-- begin Dataset excerpts --

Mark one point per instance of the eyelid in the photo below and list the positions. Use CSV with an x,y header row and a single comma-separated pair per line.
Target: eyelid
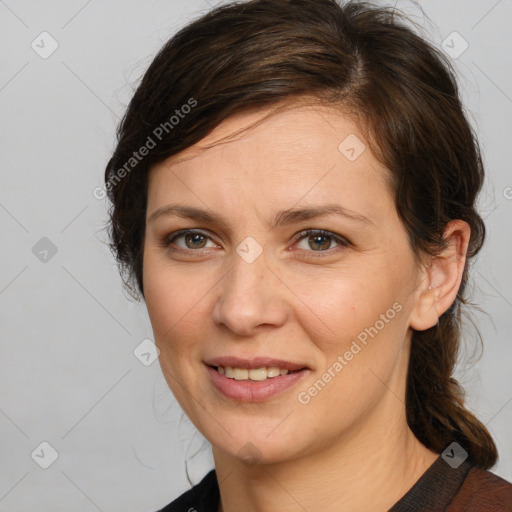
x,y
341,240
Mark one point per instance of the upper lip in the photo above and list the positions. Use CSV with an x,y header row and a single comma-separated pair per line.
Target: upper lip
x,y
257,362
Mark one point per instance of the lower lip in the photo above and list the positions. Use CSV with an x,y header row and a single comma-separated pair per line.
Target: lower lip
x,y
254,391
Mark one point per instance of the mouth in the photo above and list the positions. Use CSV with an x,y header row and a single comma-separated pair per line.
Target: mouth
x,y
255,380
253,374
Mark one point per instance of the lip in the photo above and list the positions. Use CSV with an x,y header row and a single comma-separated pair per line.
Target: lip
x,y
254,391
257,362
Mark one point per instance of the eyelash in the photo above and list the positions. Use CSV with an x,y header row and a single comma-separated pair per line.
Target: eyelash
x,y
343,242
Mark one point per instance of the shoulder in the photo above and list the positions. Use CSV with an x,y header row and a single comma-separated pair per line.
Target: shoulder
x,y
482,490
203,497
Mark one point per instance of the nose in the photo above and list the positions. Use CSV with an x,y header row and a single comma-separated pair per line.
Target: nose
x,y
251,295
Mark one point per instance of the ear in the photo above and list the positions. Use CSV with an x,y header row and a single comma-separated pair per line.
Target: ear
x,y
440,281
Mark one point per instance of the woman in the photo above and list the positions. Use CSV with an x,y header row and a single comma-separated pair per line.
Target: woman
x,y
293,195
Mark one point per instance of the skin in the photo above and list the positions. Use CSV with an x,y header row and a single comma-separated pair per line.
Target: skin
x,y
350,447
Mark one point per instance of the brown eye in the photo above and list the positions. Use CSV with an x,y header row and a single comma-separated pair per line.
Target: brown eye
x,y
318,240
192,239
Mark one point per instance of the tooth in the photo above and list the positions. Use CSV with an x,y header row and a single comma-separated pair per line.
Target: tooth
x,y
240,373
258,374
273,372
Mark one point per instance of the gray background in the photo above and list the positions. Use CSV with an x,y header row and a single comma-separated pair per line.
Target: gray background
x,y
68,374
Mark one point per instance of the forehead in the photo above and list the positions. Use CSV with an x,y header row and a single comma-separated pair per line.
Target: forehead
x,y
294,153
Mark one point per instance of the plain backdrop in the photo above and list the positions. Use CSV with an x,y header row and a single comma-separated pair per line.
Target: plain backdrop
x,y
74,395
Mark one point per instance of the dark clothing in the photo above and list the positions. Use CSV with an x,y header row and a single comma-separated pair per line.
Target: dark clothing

-- end Dataset excerpts --

Prompt = Reproduce the records from the line containing "Mark one point per instance of the plain" through the end of the records, both ends included and requests kept, with every x and y coordinate in the answers increased by 50.

The answer =
Mark one point per instance of the plain backdrop in the photo above and list the positions. Use CSV with an x,y header row and a single comma-separated pair per line.
Target: plain backdrop
x,y
124,445
Mark one point per instance of the dark clothing in the photo above and list the positions. Use CSV with an x,y header row and a single comma-separated pair per line.
Target: dark clothing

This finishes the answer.